#### Task instructions
Reproduce word for word the part of the material that opens with the line containing "Task: pick out one point on every instance of the nose." and closes at the end of the material, leaving the pictures out of your answer.

══════════════════════════════

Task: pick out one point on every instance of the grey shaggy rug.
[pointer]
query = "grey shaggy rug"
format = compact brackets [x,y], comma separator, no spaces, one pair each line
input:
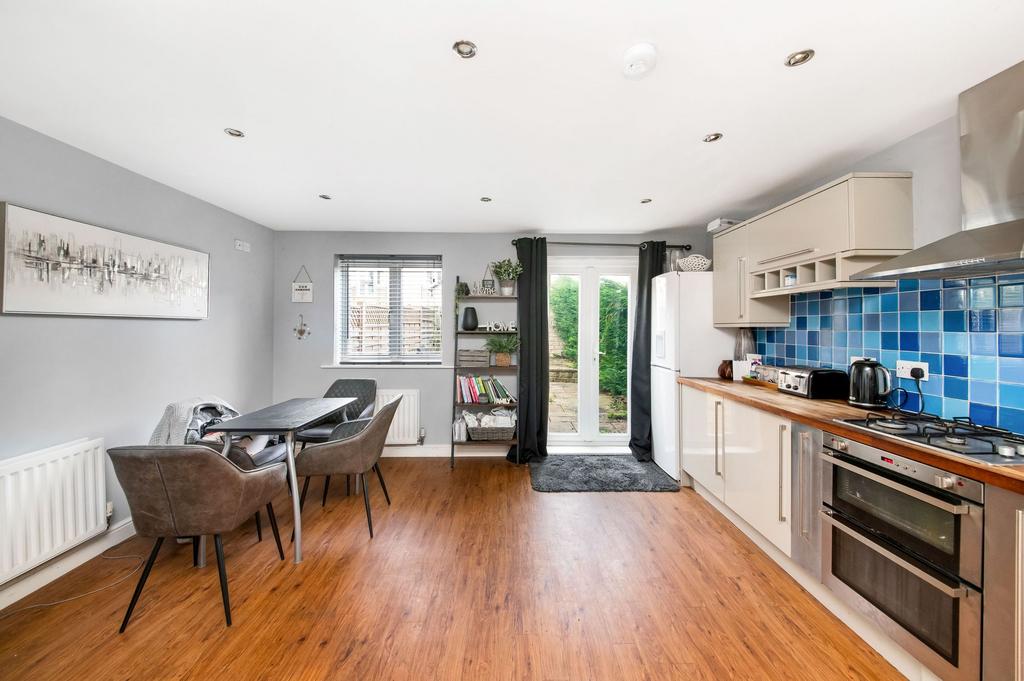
[586,472]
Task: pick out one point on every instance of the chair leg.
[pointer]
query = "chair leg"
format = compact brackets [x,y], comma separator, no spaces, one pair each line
[219,544]
[360,477]
[141,583]
[273,526]
[380,476]
[302,497]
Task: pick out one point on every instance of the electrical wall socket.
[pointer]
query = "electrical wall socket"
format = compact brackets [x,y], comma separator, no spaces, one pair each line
[903,369]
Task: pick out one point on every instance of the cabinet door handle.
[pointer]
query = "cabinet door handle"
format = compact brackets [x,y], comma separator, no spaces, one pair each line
[739,287]
[786,255]
[781,437]
[718,470]
[803,456]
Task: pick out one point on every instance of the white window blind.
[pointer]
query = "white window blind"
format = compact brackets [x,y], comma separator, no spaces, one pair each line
[387,308]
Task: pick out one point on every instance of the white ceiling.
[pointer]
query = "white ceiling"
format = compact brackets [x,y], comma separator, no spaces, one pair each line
[368,102]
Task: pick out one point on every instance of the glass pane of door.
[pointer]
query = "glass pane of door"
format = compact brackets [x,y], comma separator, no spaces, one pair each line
[612,349]
[563,344]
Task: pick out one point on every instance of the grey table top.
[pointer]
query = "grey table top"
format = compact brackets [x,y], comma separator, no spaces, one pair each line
[288,416]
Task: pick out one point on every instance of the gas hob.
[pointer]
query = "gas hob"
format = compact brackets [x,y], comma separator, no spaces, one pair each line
[960,436]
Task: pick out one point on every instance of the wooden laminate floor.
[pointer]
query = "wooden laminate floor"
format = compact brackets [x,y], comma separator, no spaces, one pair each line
[471,576]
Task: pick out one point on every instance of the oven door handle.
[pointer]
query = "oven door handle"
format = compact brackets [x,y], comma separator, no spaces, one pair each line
[954,509]
[952,592]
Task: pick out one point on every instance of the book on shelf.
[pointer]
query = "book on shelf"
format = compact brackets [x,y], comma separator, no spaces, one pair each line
[482,390]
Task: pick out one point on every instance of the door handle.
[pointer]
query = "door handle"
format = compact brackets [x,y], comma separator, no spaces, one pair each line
[781,436]
[718,471]
[786,255]
[802,456]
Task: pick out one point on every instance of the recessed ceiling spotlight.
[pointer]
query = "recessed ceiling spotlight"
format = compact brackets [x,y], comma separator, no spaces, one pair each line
[639,60]
[800,58]
[465,49]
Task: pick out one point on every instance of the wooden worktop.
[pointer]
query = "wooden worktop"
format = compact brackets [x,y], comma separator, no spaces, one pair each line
[822,414]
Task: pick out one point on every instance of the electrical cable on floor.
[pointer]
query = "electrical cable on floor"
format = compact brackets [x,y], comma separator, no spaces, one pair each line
[141,561]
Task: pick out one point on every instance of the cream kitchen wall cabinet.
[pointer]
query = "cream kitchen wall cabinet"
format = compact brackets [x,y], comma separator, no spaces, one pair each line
[815,242]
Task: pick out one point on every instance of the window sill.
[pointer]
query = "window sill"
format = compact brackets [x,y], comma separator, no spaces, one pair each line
[411,365]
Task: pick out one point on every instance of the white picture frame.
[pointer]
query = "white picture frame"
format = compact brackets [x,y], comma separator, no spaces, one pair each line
[54,265]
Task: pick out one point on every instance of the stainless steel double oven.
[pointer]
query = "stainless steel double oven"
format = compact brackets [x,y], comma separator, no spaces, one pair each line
[901,542]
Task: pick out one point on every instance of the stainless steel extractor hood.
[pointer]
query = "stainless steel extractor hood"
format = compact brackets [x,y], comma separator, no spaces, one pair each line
[991,116]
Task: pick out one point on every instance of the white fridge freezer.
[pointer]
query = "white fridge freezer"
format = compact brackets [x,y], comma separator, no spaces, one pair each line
[684,342]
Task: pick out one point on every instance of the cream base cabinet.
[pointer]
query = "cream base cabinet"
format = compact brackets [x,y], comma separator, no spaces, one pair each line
[758,458]
[700,438]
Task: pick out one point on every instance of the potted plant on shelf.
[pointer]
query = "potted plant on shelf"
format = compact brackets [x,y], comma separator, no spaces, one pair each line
[507,271]
[503,346]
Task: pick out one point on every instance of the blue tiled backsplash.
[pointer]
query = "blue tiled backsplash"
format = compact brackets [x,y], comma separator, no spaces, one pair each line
[970,332]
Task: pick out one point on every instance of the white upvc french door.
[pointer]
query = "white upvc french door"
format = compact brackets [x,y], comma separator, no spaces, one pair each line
[590,359]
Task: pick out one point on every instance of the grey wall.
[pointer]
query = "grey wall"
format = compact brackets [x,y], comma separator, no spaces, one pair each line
[65,377]
[298,365]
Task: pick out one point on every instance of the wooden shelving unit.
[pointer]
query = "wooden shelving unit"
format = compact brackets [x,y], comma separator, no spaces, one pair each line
[462,370]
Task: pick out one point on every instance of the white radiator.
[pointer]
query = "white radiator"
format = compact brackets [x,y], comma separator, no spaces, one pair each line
[50,501]
[406,427]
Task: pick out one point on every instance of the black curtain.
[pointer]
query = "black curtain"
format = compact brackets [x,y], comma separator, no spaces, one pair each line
[532,307]
[651,264]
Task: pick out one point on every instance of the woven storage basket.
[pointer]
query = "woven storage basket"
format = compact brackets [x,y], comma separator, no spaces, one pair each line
[492,433]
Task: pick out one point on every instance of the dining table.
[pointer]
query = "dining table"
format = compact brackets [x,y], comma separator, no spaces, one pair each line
[285,420]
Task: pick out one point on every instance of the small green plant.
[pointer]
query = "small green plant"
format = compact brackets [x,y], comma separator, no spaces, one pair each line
[504,344]
[507,269]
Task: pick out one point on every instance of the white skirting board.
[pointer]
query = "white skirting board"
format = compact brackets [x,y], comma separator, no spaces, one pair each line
[904,663]
[426,451]
[66,562]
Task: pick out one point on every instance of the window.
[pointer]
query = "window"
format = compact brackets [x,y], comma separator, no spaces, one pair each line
[387,308]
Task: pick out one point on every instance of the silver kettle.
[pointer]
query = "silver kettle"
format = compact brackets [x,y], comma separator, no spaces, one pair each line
[870,384]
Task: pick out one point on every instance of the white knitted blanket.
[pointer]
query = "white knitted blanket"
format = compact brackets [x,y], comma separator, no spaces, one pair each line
[174,423]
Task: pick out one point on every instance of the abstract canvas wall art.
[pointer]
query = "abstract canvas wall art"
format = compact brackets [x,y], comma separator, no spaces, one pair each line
[52,265]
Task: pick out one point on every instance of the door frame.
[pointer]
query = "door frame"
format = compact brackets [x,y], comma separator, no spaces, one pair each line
[590,269]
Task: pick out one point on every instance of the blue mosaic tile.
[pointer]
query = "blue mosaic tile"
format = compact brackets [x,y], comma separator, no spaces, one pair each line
[953,321]
[954,365]
[1012,320]
[954,299]
[955,387]
[984,415]
[982,321]
[1012,295]
[983,298]
[931,300]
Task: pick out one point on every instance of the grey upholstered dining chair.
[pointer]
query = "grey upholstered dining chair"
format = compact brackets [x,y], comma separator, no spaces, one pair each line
[351,455]
[357,414]
[192,491]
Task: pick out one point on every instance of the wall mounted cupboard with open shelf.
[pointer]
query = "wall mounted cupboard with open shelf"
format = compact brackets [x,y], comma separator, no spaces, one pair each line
[813,243]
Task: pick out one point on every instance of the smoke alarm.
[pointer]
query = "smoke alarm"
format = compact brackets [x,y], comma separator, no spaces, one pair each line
[639,60]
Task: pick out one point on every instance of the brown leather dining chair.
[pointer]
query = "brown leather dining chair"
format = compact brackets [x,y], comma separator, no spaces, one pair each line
[192,491]
[352,455]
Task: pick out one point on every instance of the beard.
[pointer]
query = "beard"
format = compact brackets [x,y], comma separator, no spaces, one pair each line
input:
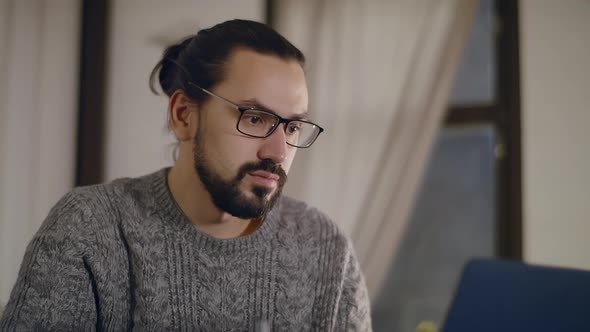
[227,195]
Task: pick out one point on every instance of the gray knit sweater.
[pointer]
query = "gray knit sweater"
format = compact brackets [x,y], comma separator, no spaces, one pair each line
[123,256]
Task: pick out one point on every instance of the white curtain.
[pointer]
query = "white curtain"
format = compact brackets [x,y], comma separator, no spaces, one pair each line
[380,73]
[39,51]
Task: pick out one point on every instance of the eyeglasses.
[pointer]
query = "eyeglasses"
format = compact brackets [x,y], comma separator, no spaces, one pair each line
[258,123]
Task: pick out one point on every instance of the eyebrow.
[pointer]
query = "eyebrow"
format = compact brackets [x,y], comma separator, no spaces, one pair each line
[253,102]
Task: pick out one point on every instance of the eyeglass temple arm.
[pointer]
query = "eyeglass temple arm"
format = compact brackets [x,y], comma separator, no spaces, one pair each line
[214,95]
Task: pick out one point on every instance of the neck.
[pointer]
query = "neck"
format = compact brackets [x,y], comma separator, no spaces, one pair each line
[196,204]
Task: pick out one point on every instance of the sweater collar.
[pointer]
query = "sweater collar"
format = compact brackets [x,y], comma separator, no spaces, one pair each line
[172,215]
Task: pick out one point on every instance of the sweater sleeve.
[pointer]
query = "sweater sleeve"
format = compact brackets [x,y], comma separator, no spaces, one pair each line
[354,307]
[54,289]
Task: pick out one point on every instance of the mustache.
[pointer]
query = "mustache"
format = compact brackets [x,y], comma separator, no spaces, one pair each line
[264,165]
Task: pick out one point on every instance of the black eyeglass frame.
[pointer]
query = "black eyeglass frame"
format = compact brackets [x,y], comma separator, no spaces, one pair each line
[243,109]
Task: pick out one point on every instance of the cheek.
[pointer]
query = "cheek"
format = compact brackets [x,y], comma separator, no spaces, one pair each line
[289,160]
[230,154]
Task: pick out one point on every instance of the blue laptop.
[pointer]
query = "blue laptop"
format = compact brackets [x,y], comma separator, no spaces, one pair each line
[507,296]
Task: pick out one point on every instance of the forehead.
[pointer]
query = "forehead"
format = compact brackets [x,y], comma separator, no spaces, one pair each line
[276,83]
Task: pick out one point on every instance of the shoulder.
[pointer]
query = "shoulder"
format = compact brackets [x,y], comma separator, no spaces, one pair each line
[311,225]
[85,208]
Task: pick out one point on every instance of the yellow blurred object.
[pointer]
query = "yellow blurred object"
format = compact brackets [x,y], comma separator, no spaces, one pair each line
[426,326]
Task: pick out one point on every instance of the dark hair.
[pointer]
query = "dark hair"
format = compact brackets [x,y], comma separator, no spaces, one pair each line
[200,58]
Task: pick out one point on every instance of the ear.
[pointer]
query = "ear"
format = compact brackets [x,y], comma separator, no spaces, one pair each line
[182,116]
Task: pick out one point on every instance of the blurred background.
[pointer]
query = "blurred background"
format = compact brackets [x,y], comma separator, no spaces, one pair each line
[454,128]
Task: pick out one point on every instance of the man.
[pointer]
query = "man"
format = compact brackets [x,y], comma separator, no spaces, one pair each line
[209,244]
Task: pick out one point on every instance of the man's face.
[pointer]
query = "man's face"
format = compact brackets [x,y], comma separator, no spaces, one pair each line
[245,175]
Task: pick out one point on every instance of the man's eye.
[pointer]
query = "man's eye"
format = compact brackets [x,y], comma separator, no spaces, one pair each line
[293,128]
[254,119]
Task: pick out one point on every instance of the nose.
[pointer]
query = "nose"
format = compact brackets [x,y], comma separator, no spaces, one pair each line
[274,146]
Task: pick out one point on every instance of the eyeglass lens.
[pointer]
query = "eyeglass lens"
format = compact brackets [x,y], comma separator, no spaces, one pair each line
[260,124]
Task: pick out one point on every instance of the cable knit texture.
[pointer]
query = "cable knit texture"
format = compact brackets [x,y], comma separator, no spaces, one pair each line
[123,256]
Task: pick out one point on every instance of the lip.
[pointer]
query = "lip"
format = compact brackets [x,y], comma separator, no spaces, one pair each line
[264,178]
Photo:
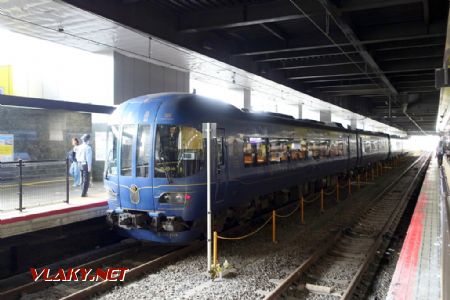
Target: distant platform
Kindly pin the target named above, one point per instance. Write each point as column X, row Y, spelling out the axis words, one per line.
column 419, row 269
column 15, row 222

══════════════════════════════

#### Solution for this task
Task: pick out one point on every instance of the nose.
[pointer]
query = "nose"
format = compact brackets [x,y], comma separator, no spaces, one pair each line
[274,146]
Task: pick out one point on every instance of the eyeglass lens.
[pointer]
query = "eyeglass lens"
format = compact brackets [x,y], comma separator, no spaces, one pair each line
[260,124]
Task: pick out one point on every instance of the cable knit texture.
[pointer]
query = "cable knit texture"
format = compact brackets [x,y], comma separator, no spaces, one pair each line
[123,256]
Task: pick out one point on every instance of the lip.
[pointer]
query = "lip"
format = compact brackets [x,y], comma separator, no spaces, one pair each line
[264,178]
Photo:
Target: distant platform
Kindly pin the target named above, one point per instance. Write each point as column X, row Y, spelling out the axis words, one per line.
column 419, row 269
column 15, row 222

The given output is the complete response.